**Source extract:**

= Cie. toula limnaios =

Contemporary dance company

The Cie. toula limnaios is a Berlin-based contemporary dance company founded by the choreographer Toula Limnaios and the composer Ralf R. Ollertz in 1996. The company was originally headquartered in Brussels and later moved to Berlin.

== Portrait ==

In 1996 the choreographer and performer Toula Limaios and the composer Ralf R. Ollertz founded together the cie. toula limnaios in Brussels. After completing artist residency in the Theater L'L in 1997, the company moved its headquarters to Berlin, followed by frequent growth of its ensemble.
In 2001 the cie. toula limnaios won the prize of the Festival Meeting Neuer Tanz. Two years later, the company opened Halle Tanzbühne Berlin, its own performance venue that soon became an internationally recognized production house for the dance art. In 2004 its Beckett trilogy, titled atemzug was produced as a dance film for ZDF/arte. Due to its high artistic achievements, the company has been sponsored by Berlin Senate for Culture ever since 2005. The cie. toula limnaios was awarded Outstanding Ensemble in Independent Dance and Theater for the years 2008–2010 by the Fund for Performing Arts (Fonds Darstellende Künste).

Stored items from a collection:
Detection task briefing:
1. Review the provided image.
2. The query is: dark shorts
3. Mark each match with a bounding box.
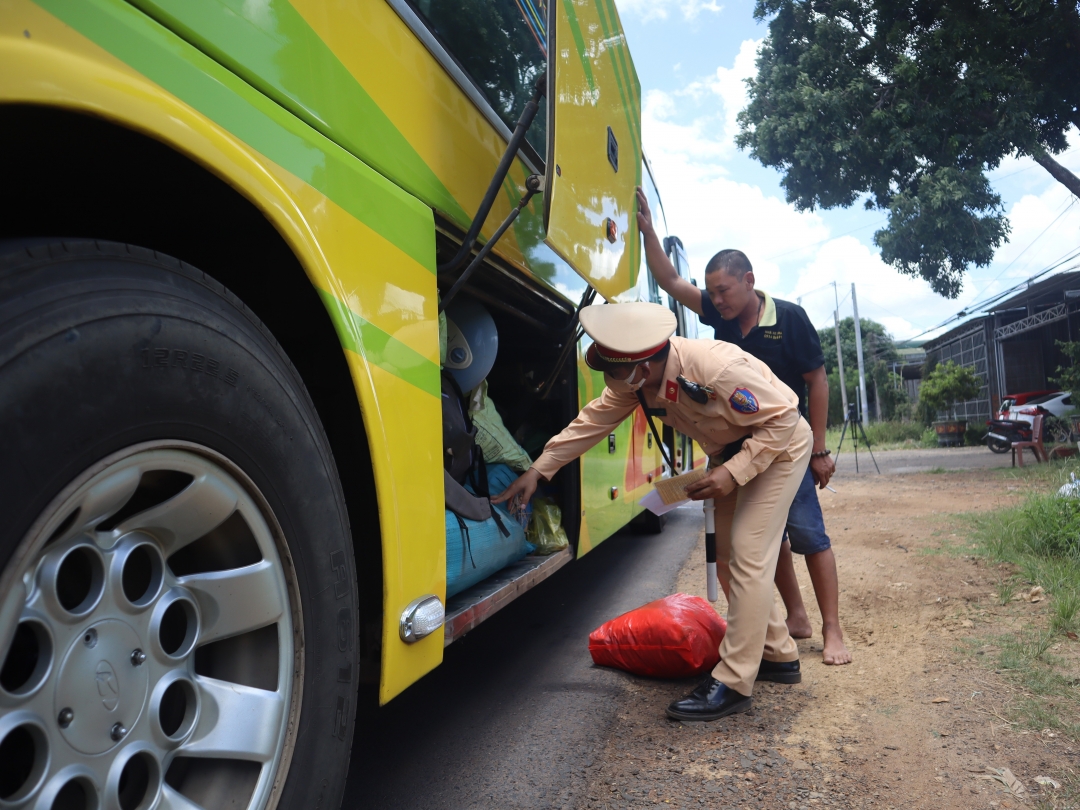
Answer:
[784,467,832,555]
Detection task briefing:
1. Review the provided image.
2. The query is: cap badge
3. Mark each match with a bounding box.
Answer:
[728,388,758,414]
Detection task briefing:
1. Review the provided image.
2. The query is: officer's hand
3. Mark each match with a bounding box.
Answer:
[491,467,540,507]
[810,456,836,489]
[686,467,735,501]
[637,186,656,237]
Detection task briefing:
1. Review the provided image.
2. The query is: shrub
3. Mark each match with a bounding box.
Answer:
[919,360,983,421]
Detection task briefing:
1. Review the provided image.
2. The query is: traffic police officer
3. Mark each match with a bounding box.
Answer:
[492,302,811,720]
[637,188,851,664]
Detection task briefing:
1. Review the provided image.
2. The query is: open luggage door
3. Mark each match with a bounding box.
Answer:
[544,0,642,300]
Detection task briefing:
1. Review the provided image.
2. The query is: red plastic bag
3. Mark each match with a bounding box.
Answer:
[589,593,728,678]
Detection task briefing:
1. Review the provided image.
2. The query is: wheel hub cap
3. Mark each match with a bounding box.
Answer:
[0,443,302,810]
[54,619,149,754]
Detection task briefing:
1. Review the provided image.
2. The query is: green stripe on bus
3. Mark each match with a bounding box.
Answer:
[596,0,642,126]
[596,0,642,159]
[319,289,442,397]
[556,0,596,92]
[36,0,435,273]
[123,0,470,228]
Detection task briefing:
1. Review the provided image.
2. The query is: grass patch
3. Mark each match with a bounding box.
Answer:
[970,463,1080,740]
[825,422,937,453]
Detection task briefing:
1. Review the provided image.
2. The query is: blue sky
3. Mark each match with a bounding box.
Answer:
[618,0,1080,339]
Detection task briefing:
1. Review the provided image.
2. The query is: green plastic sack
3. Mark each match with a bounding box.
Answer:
[525,498,570,554]
[469,380,532,472]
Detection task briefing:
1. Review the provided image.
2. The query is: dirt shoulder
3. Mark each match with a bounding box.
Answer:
[584,471,1080,810]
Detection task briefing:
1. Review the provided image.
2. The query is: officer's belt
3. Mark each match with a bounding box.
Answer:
[708,436,750,467]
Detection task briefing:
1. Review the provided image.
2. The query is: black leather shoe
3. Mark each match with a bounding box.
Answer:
[667,676,751,720]
[755,658,802,684]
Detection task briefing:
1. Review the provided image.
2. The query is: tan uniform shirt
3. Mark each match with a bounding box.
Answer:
[532,337,811,485]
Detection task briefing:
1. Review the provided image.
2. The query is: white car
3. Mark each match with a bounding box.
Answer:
[1005,391,1072,422]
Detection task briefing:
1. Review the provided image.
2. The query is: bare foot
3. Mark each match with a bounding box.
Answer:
[820,629,851,666]
[787,612,812,647]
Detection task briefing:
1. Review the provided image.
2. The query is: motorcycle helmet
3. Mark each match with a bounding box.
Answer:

**Required work:**
1 – Determine whether each of the following statements agrees with the article on Cie. toula limnaios, answering yes or no and quoting the deciding words: (a) The company moved its headquarters to Berlin after completing an artist residency at the Theater L'L in 1997. (b) The company's Beckett trilogy was produced as a dance film for ZDF/arte in 2001. (c) The company has received sponsorship from the Berlin Senate for Culture since 2005.
2 – Extract the passage of the article on Cie. toula limnaios that runs from "The Cie. toula limnaios is" up to and including "moved to Berlin.".

**Solutions:**
1 –
(a) Yes: "After completing artist residency in the Theater L'L in 1997, the company moved its headquarters to Berlin"
(b) No: "In 2004 its Beckett trilogy, titled atemzug was produced as a dance film for ZDF/arte."
(c) Yes: "the company has been sponsored by Berlin Senate for Culture ever since 2005."

2 –
The Cie. toula limnaios is a Berlin-based contemporary dance company founded by the choreographer Toula Limnaios and the composer Ralf R. Ollertz in 1996. The company was originally headquartered in Brussels and later moved to Berlin.